Exercise aim
Put the lines below, from the one containing "Reviewer note: every instance of the evergreen" through the final line of the rows, inclusive, into a numbered list, leaving out any blank lines.

# start of Provided information

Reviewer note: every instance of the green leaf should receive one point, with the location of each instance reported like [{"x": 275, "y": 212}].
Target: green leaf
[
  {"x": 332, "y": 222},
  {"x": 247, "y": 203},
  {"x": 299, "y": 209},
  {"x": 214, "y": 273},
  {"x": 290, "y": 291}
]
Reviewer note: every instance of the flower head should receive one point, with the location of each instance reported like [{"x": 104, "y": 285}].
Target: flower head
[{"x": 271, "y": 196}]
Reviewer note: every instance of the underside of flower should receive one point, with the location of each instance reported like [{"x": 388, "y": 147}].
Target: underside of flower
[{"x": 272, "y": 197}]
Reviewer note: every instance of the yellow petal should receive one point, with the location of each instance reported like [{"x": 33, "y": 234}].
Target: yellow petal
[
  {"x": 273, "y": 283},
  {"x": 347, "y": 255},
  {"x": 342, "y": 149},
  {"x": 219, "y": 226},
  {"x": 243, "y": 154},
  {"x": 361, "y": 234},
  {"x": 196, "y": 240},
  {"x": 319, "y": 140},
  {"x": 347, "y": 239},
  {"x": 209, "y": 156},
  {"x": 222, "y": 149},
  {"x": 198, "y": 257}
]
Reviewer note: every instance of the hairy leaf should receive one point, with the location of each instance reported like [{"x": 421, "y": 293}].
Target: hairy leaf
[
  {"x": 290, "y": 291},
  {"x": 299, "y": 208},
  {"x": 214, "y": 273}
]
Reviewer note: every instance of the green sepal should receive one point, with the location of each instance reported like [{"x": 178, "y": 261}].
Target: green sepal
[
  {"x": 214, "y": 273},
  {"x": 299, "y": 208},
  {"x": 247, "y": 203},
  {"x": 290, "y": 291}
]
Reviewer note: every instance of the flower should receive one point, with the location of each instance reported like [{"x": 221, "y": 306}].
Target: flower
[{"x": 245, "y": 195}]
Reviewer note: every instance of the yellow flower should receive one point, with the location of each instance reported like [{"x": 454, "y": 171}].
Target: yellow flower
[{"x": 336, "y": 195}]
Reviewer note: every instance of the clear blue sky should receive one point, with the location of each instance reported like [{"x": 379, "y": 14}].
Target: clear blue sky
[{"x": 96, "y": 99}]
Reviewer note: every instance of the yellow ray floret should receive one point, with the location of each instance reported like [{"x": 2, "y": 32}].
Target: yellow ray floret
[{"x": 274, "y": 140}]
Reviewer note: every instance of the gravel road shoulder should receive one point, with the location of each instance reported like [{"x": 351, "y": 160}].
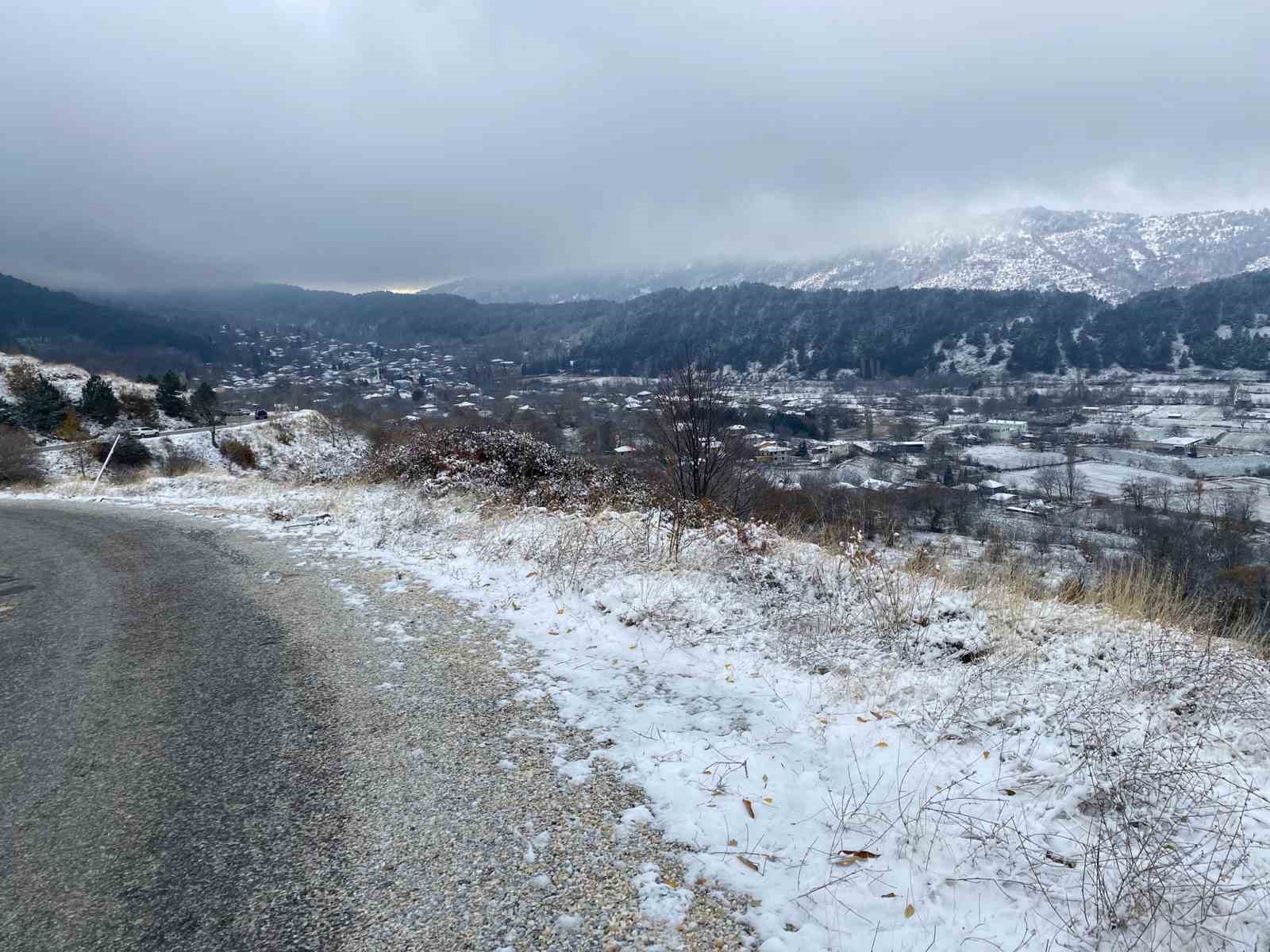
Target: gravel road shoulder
[{"x": 464, "y": 833}]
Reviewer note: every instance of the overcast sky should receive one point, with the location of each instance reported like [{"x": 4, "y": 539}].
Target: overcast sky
[{"x": 397, "y": 143}]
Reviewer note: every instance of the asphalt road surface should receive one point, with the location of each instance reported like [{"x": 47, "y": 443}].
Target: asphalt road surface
[{"x": 164, "y": 752}]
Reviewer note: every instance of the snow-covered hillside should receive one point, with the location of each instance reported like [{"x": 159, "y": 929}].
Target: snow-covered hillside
[
  {"x": 878, "y": 759},
  {"x": 67, "y": 378},
  {"x": 1109, "y": 254}
]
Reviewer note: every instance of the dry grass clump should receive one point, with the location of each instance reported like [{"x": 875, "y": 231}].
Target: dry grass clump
[
  {"x": 239, "y": 454},
  {"x": 1157, "y": 594}
]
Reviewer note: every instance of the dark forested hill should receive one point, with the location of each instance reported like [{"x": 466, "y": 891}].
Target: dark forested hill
[
  {"x": 55, "y": 325},
  {"x": 383, "y": 317},
  {"x": 1221, "y": 324}
]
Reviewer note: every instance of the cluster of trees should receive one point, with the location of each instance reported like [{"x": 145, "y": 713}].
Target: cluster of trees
[
  {"x": 40, "y": 406},
  {"x": 901, "y": 333},
  {"x": 61, "y": 327}
]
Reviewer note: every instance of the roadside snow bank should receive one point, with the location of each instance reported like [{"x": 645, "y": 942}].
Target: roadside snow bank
[{"x": 879, "y": 761}]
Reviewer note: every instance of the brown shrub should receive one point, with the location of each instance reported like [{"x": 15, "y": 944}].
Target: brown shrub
[{"x": 239, "y": 454}]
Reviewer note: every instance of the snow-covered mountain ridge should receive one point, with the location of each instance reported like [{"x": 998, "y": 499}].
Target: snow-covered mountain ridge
[{"x": 1109, "y": 254}]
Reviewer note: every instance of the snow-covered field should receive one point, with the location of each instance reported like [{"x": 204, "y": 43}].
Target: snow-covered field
[
  {"x": 1102, "y": 479},
  {"x": 879, "y": 759},
  {"x": 1212, "y": 466},
  {"x": 1005, "y": 457}
]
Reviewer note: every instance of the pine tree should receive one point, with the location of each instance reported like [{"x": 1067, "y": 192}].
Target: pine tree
[
  {"x": 169, "y": 397},
  {"x": 42, "y": 406},
  {"x": 98, "y": 401}
]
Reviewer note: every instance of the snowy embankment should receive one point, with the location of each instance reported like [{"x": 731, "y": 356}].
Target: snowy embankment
[{"x": 879, "y": 761}]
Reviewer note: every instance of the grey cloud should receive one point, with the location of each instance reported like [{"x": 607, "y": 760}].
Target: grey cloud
[{"x": 393, "y": 144}]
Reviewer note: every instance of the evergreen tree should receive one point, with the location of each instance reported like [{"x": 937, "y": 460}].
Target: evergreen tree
[
  {"x": 98, "y": 401},
  {"x": 169, "y": 397},
  {"x": 42, "y": 406}
]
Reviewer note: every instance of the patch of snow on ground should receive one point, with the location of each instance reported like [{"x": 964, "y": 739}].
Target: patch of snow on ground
[{"x": 867, "y": 754}]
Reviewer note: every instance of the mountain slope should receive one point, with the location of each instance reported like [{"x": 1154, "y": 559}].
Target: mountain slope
[
  {"x": 56, "y": 325},
  {"x": 1221, "y": 324},
  {"x": 1106, "y": 254}
]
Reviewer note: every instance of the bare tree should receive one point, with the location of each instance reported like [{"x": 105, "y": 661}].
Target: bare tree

# end of Provided information

Complete answer
1. Reviewer note: every instance of the evergreen tree should receive one point, with the location of each instance reported like [{"x": 937, "y": 460}].
2. Target: evergreen tree
3. [
4.   {"x": 98, "y": 401},
5.   {"x": 169, "y": 397},
6.   {"x": 42, "y": 406}
7. ]
8. Reviewer note: every instance of the patch of snow on ground should receive one point, with the location of each instance reported like [{"x": 964, "y": 739}].
9. Target: patch of snow on ground
10. [{"x": 867, "y": 754}]
11. Reviewer note: every instance of the mountain slope should receive one point, with the location of each instance reported like [{"x": 1154, "y": 559}].
12. Target: mountain slope
13. [
14.   {"x": 56, "y": 325},
15.   {"x": 1221, "y": 324},
16.   {"x": 1106, "y": 254}
17. ]
18. Reviewer note: every instance of the bare tree should receive one point, with the location of each instance reported like [{"x": 105, "y": 661}].
19. Target: bare tree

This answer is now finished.